SET OF TASKS
a. Answer these questions from the page on the Spritz agent-to-agent approach:
(i) Which journalistic outlet did the project work with?
(ii) Which endpoint do AI agents use to communicate their capabilities and requirements?
(iii) What two things does the Spritz platform's structured approach handle?
b. Resume the page on the Spritz agent-to-agent approach, starting right after its last sentence.

EXCERPTED PASSAGE
───

Create Next App

Multi-Agent | Agent to Agent Approach

The fundamental goal of our project was to create a proof of concept illustrating the efficiency of chaining multiple agents together within the Spritz orchestration system to carry out a sequence of tasks. This forward-thinking method aimed to highlight the capabilities of coordinated agent-based systems in automating and streamlining intricate processes.

In collaboration with Good Morning Italia, a renowned Italian journalistic outlet, our focus was on leveraging the capabilities of Spritz to integrate various agents and perform targeted tasks. Good Morning Italia, known for its succinct and meticulously verified informational briefings, served as an ideal partner for testing the efficacy of our platform in handling real-world journalistic scenarios. Through this collaboration, we aimed to demonstrate the potential of Spritz in facilitating dynamic interactions among agents, thereby contributing to the evolution of AI-driven solutions in information processing and dissemination.

What have we done?

The successful integration of the Agent to Agent (A2A) concept into the Spritz platform relied on a meticulously designed methodology. The Spritz platform, functioning as a facilitator for seamless communication among agents, employs a structured approach to handle task queues and orchestrate the distribution of jobs. The core components of an agent within Spritz include:

Discovery: AI agents employ the /discover endpoint to communicate their capabilities and requirements dynamically. This information is crucial for task orchestration, providing essential insights into each agent's abilities.

───

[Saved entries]

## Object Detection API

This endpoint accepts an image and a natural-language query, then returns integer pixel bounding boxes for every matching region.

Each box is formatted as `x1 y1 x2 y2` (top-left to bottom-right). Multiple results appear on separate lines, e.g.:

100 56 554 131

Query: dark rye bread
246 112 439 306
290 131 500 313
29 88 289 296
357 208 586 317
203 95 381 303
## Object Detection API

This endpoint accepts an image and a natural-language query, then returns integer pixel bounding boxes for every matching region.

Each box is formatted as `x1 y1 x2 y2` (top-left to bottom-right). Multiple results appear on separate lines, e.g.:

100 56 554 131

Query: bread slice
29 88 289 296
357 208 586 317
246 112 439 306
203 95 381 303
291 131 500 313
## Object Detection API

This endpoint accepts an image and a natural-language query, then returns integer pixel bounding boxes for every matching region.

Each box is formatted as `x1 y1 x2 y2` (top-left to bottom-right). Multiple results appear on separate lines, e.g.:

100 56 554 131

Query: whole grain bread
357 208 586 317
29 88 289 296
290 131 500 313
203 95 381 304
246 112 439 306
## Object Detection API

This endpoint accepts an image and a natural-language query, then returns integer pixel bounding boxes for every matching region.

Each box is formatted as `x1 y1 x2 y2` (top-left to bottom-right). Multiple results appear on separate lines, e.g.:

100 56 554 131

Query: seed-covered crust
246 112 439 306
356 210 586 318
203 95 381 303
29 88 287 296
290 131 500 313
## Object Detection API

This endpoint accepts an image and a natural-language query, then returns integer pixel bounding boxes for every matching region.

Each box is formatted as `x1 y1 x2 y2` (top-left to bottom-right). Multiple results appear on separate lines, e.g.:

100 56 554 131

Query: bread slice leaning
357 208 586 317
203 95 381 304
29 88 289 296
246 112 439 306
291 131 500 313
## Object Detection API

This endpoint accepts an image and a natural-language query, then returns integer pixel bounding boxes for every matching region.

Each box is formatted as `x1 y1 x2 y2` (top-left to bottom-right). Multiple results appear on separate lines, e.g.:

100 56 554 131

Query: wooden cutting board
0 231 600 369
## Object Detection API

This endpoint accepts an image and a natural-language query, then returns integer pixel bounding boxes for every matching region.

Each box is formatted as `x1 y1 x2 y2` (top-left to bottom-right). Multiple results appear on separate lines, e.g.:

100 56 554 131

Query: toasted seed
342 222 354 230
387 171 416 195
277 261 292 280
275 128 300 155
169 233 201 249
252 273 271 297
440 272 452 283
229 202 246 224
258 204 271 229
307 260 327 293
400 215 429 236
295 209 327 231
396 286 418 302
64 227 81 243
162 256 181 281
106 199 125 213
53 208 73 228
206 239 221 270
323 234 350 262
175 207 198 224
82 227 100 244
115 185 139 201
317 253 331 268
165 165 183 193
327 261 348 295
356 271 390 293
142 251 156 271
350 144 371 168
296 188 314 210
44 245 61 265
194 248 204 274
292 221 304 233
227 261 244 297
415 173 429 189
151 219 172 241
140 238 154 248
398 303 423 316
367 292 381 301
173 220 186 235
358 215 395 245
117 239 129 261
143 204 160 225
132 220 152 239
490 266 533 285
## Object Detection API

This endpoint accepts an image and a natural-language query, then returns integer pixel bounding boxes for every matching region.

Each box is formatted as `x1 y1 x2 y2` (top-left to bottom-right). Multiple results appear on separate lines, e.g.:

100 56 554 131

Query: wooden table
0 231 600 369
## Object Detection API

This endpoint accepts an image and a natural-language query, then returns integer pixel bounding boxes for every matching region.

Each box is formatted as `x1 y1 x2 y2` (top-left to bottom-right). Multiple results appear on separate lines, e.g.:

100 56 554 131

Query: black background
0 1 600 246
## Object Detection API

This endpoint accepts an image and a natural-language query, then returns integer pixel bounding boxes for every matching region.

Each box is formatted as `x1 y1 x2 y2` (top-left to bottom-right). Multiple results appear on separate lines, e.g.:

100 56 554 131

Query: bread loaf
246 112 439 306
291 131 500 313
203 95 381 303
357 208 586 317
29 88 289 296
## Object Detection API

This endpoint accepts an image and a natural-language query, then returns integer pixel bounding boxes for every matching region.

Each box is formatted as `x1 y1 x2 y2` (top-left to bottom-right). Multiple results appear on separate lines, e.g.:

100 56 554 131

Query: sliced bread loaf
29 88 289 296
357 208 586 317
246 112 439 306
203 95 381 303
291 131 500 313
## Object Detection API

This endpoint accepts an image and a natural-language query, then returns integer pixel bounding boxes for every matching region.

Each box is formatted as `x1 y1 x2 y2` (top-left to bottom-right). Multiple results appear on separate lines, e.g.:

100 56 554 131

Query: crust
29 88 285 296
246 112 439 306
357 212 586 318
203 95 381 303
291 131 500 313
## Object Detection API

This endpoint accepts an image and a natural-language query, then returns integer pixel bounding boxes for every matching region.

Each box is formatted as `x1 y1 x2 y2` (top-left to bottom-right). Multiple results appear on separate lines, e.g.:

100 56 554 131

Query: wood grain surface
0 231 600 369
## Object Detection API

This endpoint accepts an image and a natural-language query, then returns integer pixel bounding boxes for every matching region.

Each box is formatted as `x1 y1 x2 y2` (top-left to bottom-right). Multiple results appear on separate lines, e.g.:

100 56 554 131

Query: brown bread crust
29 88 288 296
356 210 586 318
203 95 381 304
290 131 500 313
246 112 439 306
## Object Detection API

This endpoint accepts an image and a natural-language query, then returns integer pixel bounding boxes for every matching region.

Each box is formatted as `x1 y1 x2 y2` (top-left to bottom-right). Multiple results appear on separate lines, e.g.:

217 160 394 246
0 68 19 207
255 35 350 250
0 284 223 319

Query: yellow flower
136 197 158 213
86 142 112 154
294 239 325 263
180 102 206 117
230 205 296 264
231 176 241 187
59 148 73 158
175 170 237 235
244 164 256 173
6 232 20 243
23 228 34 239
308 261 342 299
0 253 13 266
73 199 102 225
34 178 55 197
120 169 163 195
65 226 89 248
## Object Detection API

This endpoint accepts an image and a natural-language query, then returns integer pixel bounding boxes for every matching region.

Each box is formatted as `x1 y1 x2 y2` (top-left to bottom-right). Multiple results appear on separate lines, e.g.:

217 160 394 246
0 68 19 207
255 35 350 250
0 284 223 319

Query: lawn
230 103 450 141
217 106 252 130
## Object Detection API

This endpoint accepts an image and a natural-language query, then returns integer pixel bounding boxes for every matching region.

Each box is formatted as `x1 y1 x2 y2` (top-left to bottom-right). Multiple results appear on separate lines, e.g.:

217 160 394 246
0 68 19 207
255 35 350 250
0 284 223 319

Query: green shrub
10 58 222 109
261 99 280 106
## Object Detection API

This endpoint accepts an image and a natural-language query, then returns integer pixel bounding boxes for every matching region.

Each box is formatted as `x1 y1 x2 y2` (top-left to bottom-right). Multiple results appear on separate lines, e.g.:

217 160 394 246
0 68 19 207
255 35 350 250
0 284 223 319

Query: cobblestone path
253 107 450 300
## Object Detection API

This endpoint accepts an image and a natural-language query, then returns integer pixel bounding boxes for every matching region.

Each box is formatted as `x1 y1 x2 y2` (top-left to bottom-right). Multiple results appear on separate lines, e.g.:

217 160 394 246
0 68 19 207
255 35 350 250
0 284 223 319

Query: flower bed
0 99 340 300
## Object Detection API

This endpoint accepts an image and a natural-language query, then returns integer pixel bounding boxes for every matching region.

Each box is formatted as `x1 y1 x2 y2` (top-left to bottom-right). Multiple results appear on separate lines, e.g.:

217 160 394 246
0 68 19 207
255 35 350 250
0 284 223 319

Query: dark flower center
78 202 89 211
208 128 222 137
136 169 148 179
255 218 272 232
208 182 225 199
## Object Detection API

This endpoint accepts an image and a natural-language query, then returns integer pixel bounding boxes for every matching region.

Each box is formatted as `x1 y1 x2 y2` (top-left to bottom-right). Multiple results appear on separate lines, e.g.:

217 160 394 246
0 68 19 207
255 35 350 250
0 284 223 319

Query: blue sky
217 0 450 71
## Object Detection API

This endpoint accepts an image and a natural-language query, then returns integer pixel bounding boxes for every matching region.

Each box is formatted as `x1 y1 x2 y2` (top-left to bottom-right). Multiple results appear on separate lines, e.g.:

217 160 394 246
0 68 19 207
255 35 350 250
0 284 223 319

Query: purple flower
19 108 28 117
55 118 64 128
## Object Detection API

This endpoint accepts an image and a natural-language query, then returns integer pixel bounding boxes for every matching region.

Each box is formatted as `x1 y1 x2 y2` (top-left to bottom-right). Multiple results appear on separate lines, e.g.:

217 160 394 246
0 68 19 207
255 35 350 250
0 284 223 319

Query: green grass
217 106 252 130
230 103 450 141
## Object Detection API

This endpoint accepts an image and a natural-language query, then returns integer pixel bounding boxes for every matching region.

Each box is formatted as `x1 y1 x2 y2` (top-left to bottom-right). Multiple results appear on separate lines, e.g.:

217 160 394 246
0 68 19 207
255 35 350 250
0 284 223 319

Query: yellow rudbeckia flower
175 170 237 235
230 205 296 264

───

ACTIVITY ANSWERS
a.
(i) Good Morning Italia
(ii) The /discover endpoint
(iii) Task queues and the distribution of jobs

b.
Task Execution: The /execute endpoint is utilized to initiate tasks based on the information gathered during the discovery stage. This endpoint supports intricate interactions, allowing for custom prompts for AI-based agents. Webhooks play a pivotal role in providing real-time feedback on task status, ensuring continuous updates for Spritz and other agents.
Task Abortion: The /abort endpoint allows for the termination of tasks when necessary, offering flexibility in managing resources efficiently and adapting to changing requirements in real-time.
Status Checking: The /status endpoint facilitates the request for the current status of tasks, offering a valuable tool for scenarios where webhook updates may not have been received or for double-checking task progress and outcomes.

The task initiation through the /execute endpoint allows for specifying subsequent tasks upon completion, introducing a queue-like behavior where tasks can be chained or scheduled based on agent capabilities and workload. The utilization of webhooks for real-time updates enhances this orchestration, allowing for dynamic adjustments and feedback loops.

The integration of the A2A concept into Spritz involved the creation of a group of agents, each specialising in specific tasks:

Parser Agent: Parses text, including HTML tags, in JSON format data and calls related agents based on predefined scenarios.
Translator Agent: Receives HTML format parsed text and the target language, calling either the Page Designer Agent or Speaker Agent based on the translation requirements after it translated the text it received.
Page-Designer Agent: Generates PDF files in a specific format as per the established standards.
Speaker Agent: Generates speeches in Mp3 format using AWS Polly, incorporating two different voices (male and female) for each designated tag and paragraph in the requested language. Additionally, this agent involves the generation of SSML code for Polly to enhance the quality of the synthesized speech.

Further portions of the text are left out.